──────── MATERIAL FOR THIS TASK

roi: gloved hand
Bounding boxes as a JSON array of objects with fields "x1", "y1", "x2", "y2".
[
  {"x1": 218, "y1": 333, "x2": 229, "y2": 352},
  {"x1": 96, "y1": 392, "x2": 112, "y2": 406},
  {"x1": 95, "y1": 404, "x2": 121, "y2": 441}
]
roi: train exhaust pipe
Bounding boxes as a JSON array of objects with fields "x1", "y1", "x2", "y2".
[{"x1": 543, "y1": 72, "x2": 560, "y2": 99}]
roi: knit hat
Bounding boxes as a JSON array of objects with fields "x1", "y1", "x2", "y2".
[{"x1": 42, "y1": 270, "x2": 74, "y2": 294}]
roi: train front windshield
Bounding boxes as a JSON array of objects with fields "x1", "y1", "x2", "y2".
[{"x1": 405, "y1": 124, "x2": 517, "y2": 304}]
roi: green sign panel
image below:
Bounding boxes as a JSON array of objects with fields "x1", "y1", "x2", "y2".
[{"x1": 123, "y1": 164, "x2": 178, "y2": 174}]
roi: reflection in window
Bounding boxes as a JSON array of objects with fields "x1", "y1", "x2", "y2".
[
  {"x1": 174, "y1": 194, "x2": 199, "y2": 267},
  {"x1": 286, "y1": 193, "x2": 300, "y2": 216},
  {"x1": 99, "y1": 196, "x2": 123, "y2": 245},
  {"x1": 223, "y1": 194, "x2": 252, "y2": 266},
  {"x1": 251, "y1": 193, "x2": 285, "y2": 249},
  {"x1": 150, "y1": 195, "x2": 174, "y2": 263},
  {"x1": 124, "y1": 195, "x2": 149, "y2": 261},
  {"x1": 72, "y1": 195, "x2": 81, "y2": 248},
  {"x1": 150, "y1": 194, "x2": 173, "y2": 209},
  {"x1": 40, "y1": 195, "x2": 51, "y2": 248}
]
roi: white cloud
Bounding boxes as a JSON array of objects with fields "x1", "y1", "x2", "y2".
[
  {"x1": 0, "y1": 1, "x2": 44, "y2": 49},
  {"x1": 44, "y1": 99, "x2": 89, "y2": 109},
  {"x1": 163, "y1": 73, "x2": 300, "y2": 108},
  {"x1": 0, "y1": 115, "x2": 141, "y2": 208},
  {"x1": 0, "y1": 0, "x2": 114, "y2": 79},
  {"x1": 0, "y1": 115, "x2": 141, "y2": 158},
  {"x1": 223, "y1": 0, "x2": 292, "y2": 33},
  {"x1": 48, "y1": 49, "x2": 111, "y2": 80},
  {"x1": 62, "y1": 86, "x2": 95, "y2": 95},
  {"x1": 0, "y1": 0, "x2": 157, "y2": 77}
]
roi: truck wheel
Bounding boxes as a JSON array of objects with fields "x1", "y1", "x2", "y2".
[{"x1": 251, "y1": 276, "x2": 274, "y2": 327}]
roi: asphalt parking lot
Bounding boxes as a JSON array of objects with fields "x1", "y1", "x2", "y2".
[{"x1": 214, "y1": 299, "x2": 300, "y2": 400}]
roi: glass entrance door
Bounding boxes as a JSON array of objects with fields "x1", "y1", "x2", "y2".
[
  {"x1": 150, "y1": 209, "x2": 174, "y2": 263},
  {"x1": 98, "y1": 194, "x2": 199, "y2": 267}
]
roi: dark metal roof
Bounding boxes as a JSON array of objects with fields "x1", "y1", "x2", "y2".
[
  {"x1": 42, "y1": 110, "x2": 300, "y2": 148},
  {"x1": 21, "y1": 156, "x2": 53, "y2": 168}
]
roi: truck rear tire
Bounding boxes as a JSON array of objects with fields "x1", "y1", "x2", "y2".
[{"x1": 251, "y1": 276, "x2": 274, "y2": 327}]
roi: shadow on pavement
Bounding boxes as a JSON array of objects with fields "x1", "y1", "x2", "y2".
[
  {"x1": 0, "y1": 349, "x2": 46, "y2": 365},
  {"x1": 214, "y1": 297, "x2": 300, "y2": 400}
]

────────────────

→ **WORK ITEM**: Return the data above in full, keeping each line exactly as it stands.

→ **EXERCISE OUTPUT**:
roi: gloved hand
Bounding boxes as a JSON array of objects with fields "x1", "y1", "x2", "y2".
[
  {"x1": 218, "y1": 333, "x2": 229, "y2": 352},
  {"x1": 96, "y1": 392, "x2": 112, "y2": 406},
  {"x1": 95, "y1": 404, "x2": 121, "y2": 441}
]
roi: train exhaust pipe
Bounding boxes as a JSON array of objects with fields "x1", "y1", "x2", "y2".
[{"x1": 543, "y1": 72, "x2": 560, "y2": 99}]
roi: knit hat
Bounding boxes as a JSON array of objects with fields "x1", "y1", "x2", "y2".
[{"x1": 42, "y1": 270, "x2": 74, "y2": 294}]
roi: train front windshield
Bounding boxes as a JSON array of objects with fields "x1", "y1", "x2", "y2".
[{"x1": 405, "y1": 124, "x2": 517, "y2": 304}]
roi: green sign panel
image below:
Bounding boxes as a JSON array of objects with fields "x1", "y1", "x2", "y2".
[{"x1": 123, "y1": 164, "x2": 178, "y2": 174}]
roi: reflection in window
Bounding boxes as a JSON array of objects with fields "x1", "y1", "x2", "y2".
[
  {"x1": 174, "y1": 194, "x2": 199, "y2": 267},
  {"x1": 286, "y1": 193, "x2": 300, "y2": 216},
  {"x1": 99, "y1": 196, "x2": 123, "y2": 245},
  {"x1": 223, "y1": 194, "x2": 252, "y2": 266},
  {"x1": 251, "y1": 193, "x2": 285, "y2": 249},
  {"x1": 150, "y1": 195, "x2": 174, "y2": 263},
  {"x1": 124, "y1": 195, "x2": 149, "y2": 261},
  {"x1": 72, "y1": 195, "x2": 81, "y2": 248},
  {"x1": 150, "y1": 194, "x2": 173, "y2": 209},
  {"x1": 40, "y1": 195, "x2": 51, "y2": 248}
]
roi: white cloud
Bounding boxes as a JSON array of objects with fields "x1", "y1", "x2", "y2".
[
  {"x1": 0, "y1": 1, "x2": 44, "y2": 49},
  {"x1": 44, "y1": 99, "x2": 89, "y2": 109},
  {"x1": 163, "y1": 73, "x2": 300, "y2": 108},
  {"x1": 0, "y1": 115, "x2": 141, "y2": 208},
  {"x1": 0, "y1": 0, "x2": 114, "y2": 79},
  {"x1": 0, "y1": 115, "x2": 141, "y2": 158},
  {"x1": 223, "y1": 0, "x2": 292, "y2": 33},
  {"x1": 48, "y1": 49, "x2": 111, "y2": 80},
  {"x1": 62, "y1": 86, "x2": 95, "y2": 95},
  {"x1": 0, "y1": 0, "x2": 157, "y2": 77}
]
roi: truck wheel
Bounding boxes as a JSON array of objects with fields "x1", "y1", "x2", "y2".
[{"x1": 251, "y1": 276, "x2": 274, "y2": 327}]
roi: asphalt parking lot
Bounding boxes as a JSON array of objects with fields "x1", "y1", "x2", "y2".
[{"x1": 214, "y1": 299, "x2": 300, "y2": 400}]
roi: glass entrance door
Bounding boxes as a JSON array of objects with fields "x1", "y1", "x2", "y2".
[
  {"x1": 150, "y1": 209, "x2": 174, "y2": 263},
  {"x1": 98, "y1": 194, "x2": 199, "y2": 267}
]
roi: dark metal roof
Bounding boxes as a JSON array of objects with fields "x1", "y1", "x2", "y2".
[
  {"x1": 42, "y1": 110, "x2": 300, "y2": 148},
  {"x1": 21, "y1": 156, "x2": 53, "y2": 168}
]
roi: truck rear tire
Bounding boxes as a JSON array of objects with fields "x1", "y1", "x2", "y2".
[{"x1": 251, "y1": 276, "x2": 274, "y2": 327}]
roi: shadow on pavement
Bounding boxes as a JSON array of objects with fields "x1", "y1", "x2", "y2".
[
  {"x1": 0, "y1": 349, "x2": 46, "y2": 365},
  {"x1": 214, "y1": 297, "x2": 300, "y2": 400}
]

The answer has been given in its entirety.